◆ **SELECTED PASSAGE**:
What’s in a hashtag? #InThisTogether: Fantasy and Fallacy

A Psychologist’s Perspective

For the past several months, once the coronavirus clearly landed in the US and started its sweep across the country, the message of unity and shared suffering has brought us together. As we have quarantined at home, found new ways to work, attend school, shop, exercise and stay in touch, we have been comforted by the message that we’re all in this together. That message has overtaken the twitter-sphere, and newscasters have used it while signing off their broadcasts. Through the fears of becoming sick and the anxieties around trying to stay healthy, some of the only solace we have gotten is by holding onto the belief that we are not alone.

Recent events, however, have shown us that this belief is nothing more than a wishful fantasy. The killings of Ahmaud Arbery, Breonna Taylor, George Floyd, and Rayshard Brooks, and the subsequent public outpouring of deep pain and outrage show us that we are farther apart than ever before. After the death of George Floyd, there was a sharp increase in clinically significant symptoms of anxiety and depression for Blacks (from an already high level of 36%, to 41%, per Census Bureau data.) Whites experienced no such increase. The differences in how Blacks and whites are experiencing these traumas stem from generations of institutional and individual racism that pervade our society, even our mental health care system. They reveal that we have never really been in this together.

When the pandemic hit, many people who look like me could easily transfer their work to video or phone, and had to deal mainly with the anxiety and loneliness of isolation. Black and brown people disproportionately kept working. They prepared and delivered the food we ordered; they drove the buses; they cleaned our hospitals; they nursed our elderly. This disparity is one reason that they have gotten infected and died at disturbingly disproportionate rates. In my city of Chicago, African-Americans make up a little less than a third of the population, but they account for more than half of those who have tested positive and 72% of virus-related deaths. Ratios are similar in Illinois, and in other states from Michigan to New York to Louisiana. Clearly, we are not all in this together, in the same ways.

Before the pandemic hit, there were stark differences that cut across racial and economic lines. In Chicago, decades of segregation have divided the city into Black neighborhoods, Polish neighborhoods, German neighborhoods, etc. In the Black neighborhoods, basic resources — quality education, safe streets, adequate grocery stores, access to physical and mental healthcare — are poorly funded and maintained. Exposure to chronic stress and poverty have real, measurable effects on our bodies and minds; the life expectancy of Blacks in Chicago is 8.8 years shorter than that of whites, and regular exposure to racism increases the chances of developing depression and serious mental illness.

It has never been so clear that we are not all in this together. This cheery slogan that provided some initial solace and sense of unity has become just another empty marketing slogan. While corporations may hang on to it in order to eke out some sales during this economic slowdown, it only reveals their tin ear.

There is a lot of work to do in order to clean up the messes we’ve made. My field can help in many ways. We can address our own racist issues — our tendency to over-diagnose, mis-diagnose and pathologize people of color instead of understanding the impact of racism on their psyches; lack of access and availability of quality therapy for those who need it most; embarrassing racial disparities in academia and leadership positions in the profession. We can also take this opportunity to eliminate some of the marketing slogans that have been used in my field (“chemical imbalance,” “evidence-based therapy,” and the new misnomer “text therapy.”) These marketing slogans have created a lot of confusion on many fronts; one very unfortunate result is how they’ve contributed to making in-depth, individualized, highly effective therapies increasingly rare for those without means.

I’m heartened to see conversations opening up on anti-racism. I’m proud to see people of all colors marching together in peaceful protest with the goals of justice, respect and truly equal opportunity. They make me hopeful that one day we will all be in this together. No hashtags needed.

Linda Michaels is a psychologist. She serves as co-chair of the Psychotherapy Action Network (PsiAN) and is a fellow of the Lauder Institute Global MBA program. She lives in Chicago, Illinois.

◆ **REQUIRED TASKS**:
(a) Update the psychologist's essay between "For the past" and "are not alone.", inclusive, changing "quarantined" to "isolated".
(b) Condense the paragraph of the psychologist's essay that opens "When the pandemic hit" into a shorter version that keeps its main facts.

◆ **RAW DATA**:
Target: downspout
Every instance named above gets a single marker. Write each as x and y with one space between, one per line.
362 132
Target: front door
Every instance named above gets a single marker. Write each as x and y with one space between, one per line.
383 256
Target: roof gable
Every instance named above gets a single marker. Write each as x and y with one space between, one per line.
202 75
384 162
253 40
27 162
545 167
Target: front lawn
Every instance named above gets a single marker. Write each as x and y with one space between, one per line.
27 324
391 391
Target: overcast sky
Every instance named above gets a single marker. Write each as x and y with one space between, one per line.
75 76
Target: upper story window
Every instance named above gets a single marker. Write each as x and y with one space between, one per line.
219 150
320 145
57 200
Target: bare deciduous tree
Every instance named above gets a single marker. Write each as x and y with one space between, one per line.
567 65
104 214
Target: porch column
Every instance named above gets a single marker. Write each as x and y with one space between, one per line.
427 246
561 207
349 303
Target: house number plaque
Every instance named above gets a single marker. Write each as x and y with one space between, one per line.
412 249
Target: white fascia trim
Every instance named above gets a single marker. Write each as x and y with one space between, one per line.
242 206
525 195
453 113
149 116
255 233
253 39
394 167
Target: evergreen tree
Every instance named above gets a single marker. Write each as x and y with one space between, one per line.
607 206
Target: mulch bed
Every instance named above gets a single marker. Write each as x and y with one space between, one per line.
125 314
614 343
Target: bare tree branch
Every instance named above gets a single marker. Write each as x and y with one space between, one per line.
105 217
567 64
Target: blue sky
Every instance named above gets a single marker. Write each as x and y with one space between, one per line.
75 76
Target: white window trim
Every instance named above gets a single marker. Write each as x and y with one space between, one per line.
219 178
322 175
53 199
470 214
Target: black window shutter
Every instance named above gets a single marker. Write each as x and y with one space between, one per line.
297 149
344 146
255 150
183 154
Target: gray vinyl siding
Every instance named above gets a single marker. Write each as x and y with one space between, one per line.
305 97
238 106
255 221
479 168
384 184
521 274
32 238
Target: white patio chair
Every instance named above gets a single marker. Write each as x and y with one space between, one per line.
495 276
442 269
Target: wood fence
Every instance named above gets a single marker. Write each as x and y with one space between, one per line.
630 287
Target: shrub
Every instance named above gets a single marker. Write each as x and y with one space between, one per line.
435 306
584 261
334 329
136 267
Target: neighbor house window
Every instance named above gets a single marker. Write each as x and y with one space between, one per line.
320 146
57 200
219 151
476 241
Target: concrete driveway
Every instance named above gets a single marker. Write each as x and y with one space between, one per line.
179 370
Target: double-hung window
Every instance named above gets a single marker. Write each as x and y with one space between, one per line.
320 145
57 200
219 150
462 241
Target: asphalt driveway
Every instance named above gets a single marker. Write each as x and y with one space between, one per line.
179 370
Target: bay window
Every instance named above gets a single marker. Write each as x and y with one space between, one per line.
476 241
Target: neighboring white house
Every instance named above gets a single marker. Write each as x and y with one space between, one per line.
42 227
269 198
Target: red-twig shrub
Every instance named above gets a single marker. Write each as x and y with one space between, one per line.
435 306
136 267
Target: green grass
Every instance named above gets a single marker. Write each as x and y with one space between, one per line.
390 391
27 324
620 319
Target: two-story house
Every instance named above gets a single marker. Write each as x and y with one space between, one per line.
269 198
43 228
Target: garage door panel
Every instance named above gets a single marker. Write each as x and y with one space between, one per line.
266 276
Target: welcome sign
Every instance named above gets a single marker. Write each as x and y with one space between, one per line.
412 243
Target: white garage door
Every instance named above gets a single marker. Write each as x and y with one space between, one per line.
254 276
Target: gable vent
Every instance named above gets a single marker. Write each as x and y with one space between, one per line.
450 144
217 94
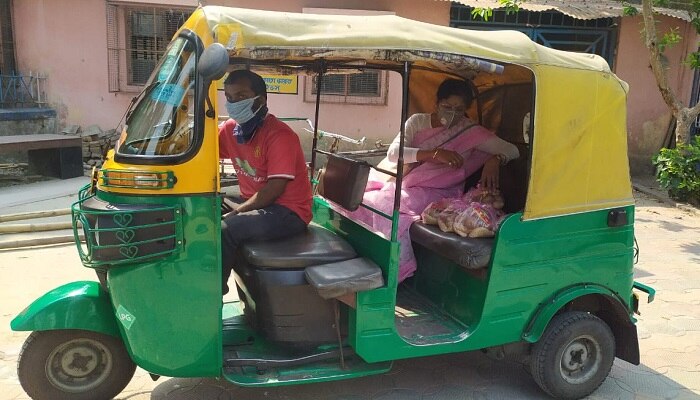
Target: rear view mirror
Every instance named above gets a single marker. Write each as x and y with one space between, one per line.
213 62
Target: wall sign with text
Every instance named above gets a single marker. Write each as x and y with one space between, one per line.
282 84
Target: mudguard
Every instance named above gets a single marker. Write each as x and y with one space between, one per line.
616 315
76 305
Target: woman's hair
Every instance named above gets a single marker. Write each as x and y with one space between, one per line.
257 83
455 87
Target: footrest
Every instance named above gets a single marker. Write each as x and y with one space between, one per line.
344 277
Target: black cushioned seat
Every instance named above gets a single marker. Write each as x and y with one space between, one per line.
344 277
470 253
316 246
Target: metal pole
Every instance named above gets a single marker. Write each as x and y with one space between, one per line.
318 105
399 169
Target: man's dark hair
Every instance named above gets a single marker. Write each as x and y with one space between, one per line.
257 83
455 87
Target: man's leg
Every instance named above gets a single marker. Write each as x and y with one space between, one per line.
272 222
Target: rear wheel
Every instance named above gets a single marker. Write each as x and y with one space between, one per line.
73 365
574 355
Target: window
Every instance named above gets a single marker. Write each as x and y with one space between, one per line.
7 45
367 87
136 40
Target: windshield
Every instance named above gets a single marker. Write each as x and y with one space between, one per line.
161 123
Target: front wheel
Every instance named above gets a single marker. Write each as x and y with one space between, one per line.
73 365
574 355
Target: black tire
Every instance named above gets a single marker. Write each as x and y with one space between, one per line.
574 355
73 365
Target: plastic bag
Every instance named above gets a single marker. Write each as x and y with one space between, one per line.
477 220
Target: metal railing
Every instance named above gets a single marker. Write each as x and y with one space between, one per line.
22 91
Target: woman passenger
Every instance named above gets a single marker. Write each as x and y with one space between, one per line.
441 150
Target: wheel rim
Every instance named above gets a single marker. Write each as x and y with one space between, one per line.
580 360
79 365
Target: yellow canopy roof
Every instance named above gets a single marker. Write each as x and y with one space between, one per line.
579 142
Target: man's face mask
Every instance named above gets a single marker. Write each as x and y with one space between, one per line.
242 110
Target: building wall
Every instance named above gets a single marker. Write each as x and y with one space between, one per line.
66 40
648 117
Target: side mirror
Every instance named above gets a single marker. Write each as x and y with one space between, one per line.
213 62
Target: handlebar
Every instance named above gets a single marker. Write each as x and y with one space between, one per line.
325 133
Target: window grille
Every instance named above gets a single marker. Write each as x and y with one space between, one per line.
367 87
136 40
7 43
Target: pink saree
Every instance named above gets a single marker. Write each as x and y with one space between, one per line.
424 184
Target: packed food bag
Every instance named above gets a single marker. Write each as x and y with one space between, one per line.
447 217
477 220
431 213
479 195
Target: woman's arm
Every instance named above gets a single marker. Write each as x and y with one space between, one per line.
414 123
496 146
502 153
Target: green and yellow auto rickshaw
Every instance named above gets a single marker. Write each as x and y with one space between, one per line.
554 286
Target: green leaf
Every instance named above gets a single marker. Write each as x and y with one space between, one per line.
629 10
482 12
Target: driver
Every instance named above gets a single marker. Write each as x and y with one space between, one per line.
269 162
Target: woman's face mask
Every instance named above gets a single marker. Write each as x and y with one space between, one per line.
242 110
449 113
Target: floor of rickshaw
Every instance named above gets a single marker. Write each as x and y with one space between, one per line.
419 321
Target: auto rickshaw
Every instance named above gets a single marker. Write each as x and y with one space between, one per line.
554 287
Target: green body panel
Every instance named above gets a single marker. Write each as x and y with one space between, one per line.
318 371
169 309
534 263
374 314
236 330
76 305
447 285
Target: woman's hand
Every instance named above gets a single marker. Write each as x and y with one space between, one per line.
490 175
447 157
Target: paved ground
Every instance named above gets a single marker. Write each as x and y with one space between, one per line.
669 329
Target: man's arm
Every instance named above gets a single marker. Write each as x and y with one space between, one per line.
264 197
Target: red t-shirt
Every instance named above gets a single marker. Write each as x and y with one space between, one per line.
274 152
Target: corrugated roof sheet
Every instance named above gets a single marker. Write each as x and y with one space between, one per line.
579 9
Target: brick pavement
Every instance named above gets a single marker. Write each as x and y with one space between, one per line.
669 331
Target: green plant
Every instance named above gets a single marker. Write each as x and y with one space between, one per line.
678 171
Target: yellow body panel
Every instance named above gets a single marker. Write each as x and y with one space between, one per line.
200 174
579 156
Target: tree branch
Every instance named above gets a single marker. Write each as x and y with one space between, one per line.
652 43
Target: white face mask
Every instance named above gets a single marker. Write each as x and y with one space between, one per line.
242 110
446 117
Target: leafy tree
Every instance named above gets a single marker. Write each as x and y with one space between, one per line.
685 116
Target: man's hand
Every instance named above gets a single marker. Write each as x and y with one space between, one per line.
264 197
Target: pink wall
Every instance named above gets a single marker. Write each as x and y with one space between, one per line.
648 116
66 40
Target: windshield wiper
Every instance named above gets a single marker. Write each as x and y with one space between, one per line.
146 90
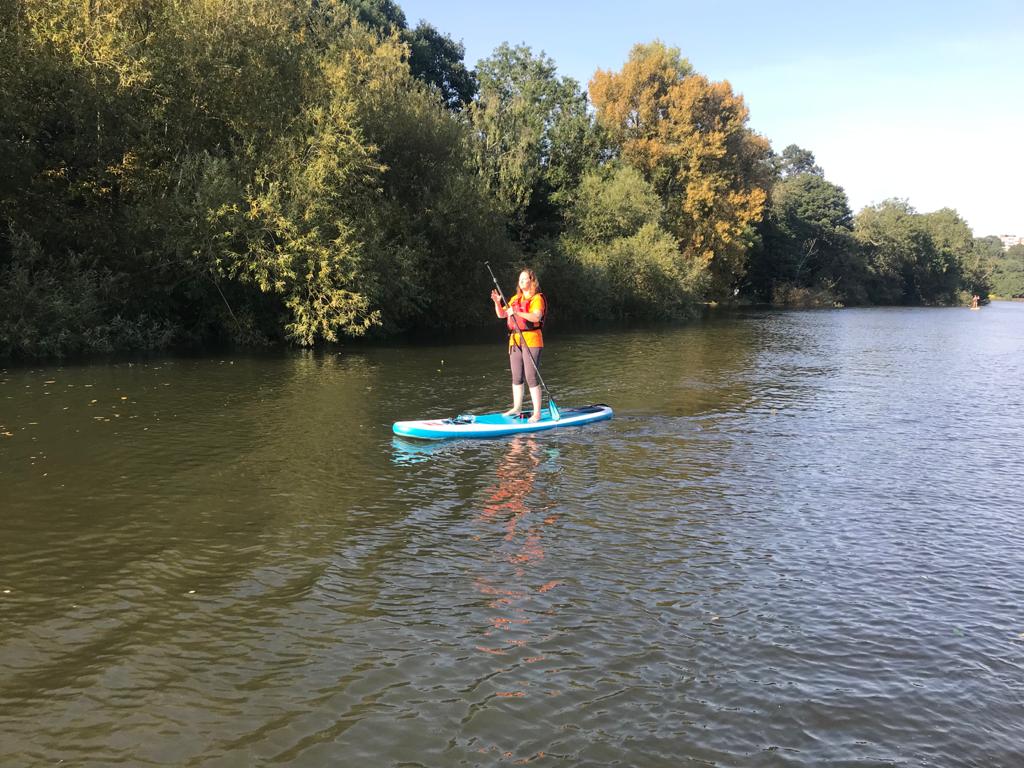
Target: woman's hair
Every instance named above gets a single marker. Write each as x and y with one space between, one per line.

◆ **COMPLETED EXERCISE**:
(a)
For the past several months, once the coronavirus clearly landed in the US and started its sweep across the country, the message of unity and shared suffering has brought us together. As we have isolated at home, found new ways to work, attend school, shop, exercise and stay in touch, we have been comforted by the message that we’re all in this together. That message has overtaken the twitter-sphere, and newscasters have used it while signing off their broadcasts. Through the fears of becoming sick and the anxieties around trying to stay healthy, some of the only solace we have gotten is by holding onto the belief that we are not alone.

(b) When the pandemic hit, many people who look like the author could move their work to video or phone and mostly faced the anxiety and loneliness of isolation. Black and brown people disproportionately kept working: preparing and delivering food, driving buses, cleaning hospitals and nursing the elderly. This is one reason they have been infected and have died at disproportionate rates. In Chicago, African-Americans are a little less than a third of the population but account for more than half of positive tests and 72% of virus-related deaths. Ratios are similar in Illinois and in states such as Michigan, New York and Louisiana. We are not all in this together in the same ways.